- [Tarefas a realizar]:
1. Transcreva, do trecho sobre o ouro venezuelano no Banco da Inglaterra, a parte que começa com as palavras "Agora, ambas as" e vai até "do metal precioso.".
2. Responda com base no trecho sobre o ouro venezuelano no Banco da Inglaterra:
(a) Quantos lingotes de ouro o Banco da Inglaterra tem, aproximadamente?
(b) Em que ano Hugo Chávez repatriou cerca de 160 toneladas de ouro?
(c) Contra qual empresa estatal os Estados Unidos adotaram sanções em fevereiro de 2019?

Agora, ambas as partes têm três semanas para comparecer perante o juiz e apresentar seus argumentos, incluindo a apresentação de uma autorização para apelar da sentença, que, se rejeitada, pode ser feita diretamente perante o Tribunal de Apelação.
Mas por que a Venezuela mantém reservas de ouro na Inglaterra?
Estratégia convencional
O Banco da Inglaterra (foto) é o segundo maior detentor de ouro do mundo, com aproximadamente 400 mil lingotes de ouro. Apenas o Federal Reserve Bank, nos Estados Unidos, tem mais.
Um quinto do ouro dos governos do mundo está em Londres e a razão é simples: a capital britânica é o centro mundial do comércio do metal precioso.
O Banco da Inglaterra também possui um dos maiores cofres de ouro do mundo e se destaca porque em seus mais de 320 anos de história, nunca uma barra de ouro nunca foi roubada de suas instalações.
Portanto, os bancos centrais de várias nações o utilizam para armazenar suas reservas nacionais e a Venezuela é um deles.
"Não há nada de estranho que um país mantenha reservas de ouro e outros títulos em outros bancos", explica Luis Vicente León, economista venezuelano e presidente da consultoria Datanálisis.
Para ele, essa é simplesmente uma estratégia de proteção e garantia das reservas de ouro.
"Eu diria que é uma estratégia muito convencional entre países pequenos. Os países maiores têm capacidade para proteger suas próprias reservas, mantendo-as em seus cofres."
"É uma dor de cabeça para os bancos centrais, sobretudo quando não se tem capacidade de proteção, de medidas de segurança e de tecnologia para impedir que haja uma operação de roubo. Quando você coloca em um banco estrangeiro o seu ouro, você tem uma garantia. Se algo acontecer, você estará protegido porque está pagando por um serviço de custódia."
Em 2011, o então presidente Hugo Chávez repatriou cerca de 160 toneladas de ouro que estavam em bancos nos Estados Unidos e na União Europeia, citando a necessidade de seu país de ter controle físico de seus ativos.
"A Venezuela retornou ouro ao Banco Central, tirando de diferentes países, porque era um momento em que o governo temia a aplicação de sanções internacionais que pudessem congelar suas reservas lá fora", diz Leon. "O governo sentiu que manter reservas no exterior era uma estratégia perigosa e que ele poderia ter parte de seus recursos congelada."
No entanto, o ouro que a Venezuela tinha no Banco da Inglaterra, e que hoje é alvo de disputa, permaneceu lá.
Por que o ouro é tão importante agora?
Em meio à enorme crise econômica e humanitária na Venezuela, o ouro é uma das poucas alternativas de financiamento e liquidez para o governo de Maduro, sobretudo desde fevereiro de 2019 quando os Estados Unidos adotaram sanções contra a empresa estatal de petróleo PDVSA, responsável por muitos recursos nacionais.

[Dados registrados]
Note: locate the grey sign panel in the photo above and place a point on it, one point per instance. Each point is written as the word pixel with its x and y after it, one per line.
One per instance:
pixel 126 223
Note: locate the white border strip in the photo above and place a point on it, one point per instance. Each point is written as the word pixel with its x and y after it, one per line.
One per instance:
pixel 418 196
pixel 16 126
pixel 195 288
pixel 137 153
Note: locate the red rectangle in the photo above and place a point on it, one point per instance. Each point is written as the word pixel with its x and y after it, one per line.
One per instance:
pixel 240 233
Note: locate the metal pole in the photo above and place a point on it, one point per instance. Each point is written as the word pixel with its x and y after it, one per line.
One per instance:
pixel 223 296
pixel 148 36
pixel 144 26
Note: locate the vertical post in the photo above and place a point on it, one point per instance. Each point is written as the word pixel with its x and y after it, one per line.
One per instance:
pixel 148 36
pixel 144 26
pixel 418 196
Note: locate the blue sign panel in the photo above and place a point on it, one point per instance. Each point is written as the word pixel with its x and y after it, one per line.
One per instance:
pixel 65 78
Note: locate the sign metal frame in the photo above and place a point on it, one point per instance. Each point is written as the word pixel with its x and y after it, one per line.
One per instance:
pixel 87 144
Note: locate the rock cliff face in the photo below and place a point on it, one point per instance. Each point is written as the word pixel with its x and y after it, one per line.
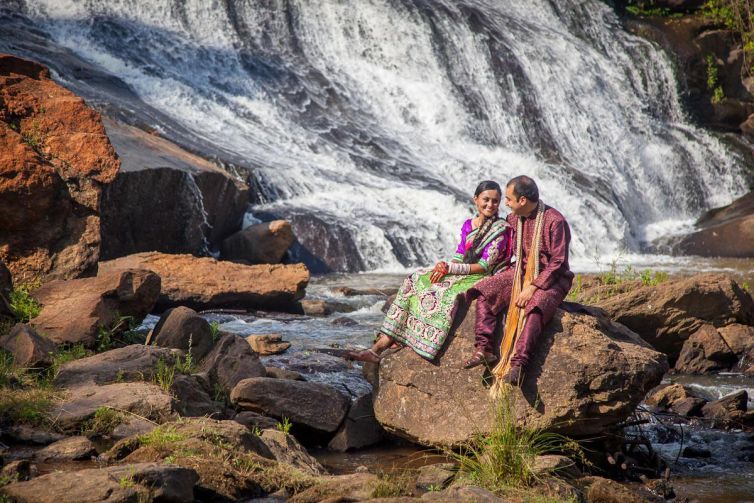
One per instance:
pixel 588 374
pixel 54 160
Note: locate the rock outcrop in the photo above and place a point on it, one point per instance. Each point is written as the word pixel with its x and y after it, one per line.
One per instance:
pixel 74 310
pixel 588 374
pixel 166 199
pixel 206 283
pixel 55 159
pixel 265 243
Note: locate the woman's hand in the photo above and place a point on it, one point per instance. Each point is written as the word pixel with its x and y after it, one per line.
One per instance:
pixel 440 270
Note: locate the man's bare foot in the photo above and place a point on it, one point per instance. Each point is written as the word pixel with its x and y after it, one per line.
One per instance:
pixel 367 355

- [Respostas abaixo]:
1.
Agora, ambas as partes têm três semanas para comparecer perante o juiz e apresentar seus argumentos, incluindo a apresentação de uma autorização para apelar da sentença, que, se rejeitada, pode ser feita diretamente perante o Tribunal de Apelação.
Mas por que a Venezuela mantém reservas de ouro na Inglaterra?
Estratégia convencional
O Banco da Inglaterra (foto) é o segundo maior detentor de ouro do mundo, com aproximadamente 400 mil lingotes de ouro. Apenas o Federal Reserve Bank, nos Estados Unidos, tem mais.
Um quinto do ouro dos governos do mundo está em Londres e a razão é simples: a capital britânica é o centro mundial do comércio do metal precioso.

2.
(a) Aproximadamente 400 mil lingotes.
(b) Em 2011.
(c) Contra a PDVSA, a empresa estatal de petróleo.